Render every line of the entries below as a numbered list, leaving out blank lines.

Entries from a data source:
◇ ◇ ◇ ◇ ◇

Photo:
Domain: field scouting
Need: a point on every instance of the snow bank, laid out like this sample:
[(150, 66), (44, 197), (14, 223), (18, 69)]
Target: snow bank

◇ ◇ ◇ ◇ ◇

• **Solution below**
1. Photo:
2. Domain: field scouting
3. Need: a point on every instance of the snow bank, laid out like this sample:
4. [(150, 66), (44, 197), (14, 223), (18, 69)]
5. Target: snow bank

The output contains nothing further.